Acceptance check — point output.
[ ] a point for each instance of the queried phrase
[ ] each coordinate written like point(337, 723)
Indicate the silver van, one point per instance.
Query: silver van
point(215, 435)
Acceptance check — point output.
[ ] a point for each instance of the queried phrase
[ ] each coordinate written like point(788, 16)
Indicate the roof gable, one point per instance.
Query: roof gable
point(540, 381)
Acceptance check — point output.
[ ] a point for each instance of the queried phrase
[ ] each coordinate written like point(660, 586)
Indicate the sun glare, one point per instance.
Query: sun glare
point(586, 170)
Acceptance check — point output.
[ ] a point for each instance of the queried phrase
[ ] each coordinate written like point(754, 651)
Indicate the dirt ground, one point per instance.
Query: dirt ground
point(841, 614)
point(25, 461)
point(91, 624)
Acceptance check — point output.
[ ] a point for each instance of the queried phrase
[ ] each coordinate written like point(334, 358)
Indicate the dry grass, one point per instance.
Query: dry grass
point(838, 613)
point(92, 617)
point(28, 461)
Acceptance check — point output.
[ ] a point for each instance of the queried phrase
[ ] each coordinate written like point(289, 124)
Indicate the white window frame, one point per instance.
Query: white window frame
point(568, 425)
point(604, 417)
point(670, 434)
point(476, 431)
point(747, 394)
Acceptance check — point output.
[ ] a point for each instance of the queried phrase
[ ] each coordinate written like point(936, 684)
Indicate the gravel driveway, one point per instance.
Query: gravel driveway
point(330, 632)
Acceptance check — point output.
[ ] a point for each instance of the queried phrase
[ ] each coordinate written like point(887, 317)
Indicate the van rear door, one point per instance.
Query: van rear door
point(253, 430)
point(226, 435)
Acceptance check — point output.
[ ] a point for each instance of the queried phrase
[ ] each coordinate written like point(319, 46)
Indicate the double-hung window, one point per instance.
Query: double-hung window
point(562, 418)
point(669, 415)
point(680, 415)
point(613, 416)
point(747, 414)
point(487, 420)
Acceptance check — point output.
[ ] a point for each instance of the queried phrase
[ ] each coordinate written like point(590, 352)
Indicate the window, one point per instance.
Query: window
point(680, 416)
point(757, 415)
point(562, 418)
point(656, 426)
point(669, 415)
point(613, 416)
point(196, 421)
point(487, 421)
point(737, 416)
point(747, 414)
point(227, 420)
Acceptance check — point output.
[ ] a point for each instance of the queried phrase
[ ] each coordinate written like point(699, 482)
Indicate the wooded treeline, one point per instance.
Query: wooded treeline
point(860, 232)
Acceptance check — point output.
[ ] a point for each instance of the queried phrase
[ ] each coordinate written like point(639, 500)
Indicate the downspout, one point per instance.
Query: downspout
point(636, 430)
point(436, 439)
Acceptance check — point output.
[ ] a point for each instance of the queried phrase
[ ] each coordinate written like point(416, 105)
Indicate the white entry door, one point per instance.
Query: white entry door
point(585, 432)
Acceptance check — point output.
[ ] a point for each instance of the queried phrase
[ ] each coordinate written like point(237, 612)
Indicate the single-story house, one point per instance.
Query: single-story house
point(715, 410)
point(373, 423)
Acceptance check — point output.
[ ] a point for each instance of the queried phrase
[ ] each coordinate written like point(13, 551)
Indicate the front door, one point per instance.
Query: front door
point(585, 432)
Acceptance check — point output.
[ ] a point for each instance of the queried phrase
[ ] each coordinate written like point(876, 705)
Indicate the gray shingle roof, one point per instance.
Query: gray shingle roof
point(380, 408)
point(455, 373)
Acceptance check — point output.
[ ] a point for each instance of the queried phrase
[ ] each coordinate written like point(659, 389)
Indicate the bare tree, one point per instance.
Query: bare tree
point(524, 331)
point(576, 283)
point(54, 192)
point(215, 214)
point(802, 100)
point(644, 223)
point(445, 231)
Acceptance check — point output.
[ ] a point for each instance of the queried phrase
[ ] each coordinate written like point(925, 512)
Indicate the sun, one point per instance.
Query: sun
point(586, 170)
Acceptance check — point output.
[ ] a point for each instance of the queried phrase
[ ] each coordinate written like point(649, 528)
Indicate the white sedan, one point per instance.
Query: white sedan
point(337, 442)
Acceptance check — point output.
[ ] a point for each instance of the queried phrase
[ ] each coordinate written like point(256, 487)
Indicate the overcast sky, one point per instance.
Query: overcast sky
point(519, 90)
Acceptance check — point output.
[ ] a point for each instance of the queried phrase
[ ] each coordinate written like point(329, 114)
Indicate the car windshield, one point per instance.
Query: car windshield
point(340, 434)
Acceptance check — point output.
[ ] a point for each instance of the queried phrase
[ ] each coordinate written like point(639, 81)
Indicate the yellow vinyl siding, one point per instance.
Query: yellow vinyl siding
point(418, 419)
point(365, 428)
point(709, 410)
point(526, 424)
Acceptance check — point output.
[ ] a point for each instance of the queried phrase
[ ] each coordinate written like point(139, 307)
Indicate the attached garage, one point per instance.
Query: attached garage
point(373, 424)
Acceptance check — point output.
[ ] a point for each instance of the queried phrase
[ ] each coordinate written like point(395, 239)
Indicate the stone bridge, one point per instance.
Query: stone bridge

====

● Problem to work on: Using the entries above, return each line in which the word "bridge" occurs.

● Solution to this task:
Indicate the stone bridge, one point per instance.
Query: stone bridge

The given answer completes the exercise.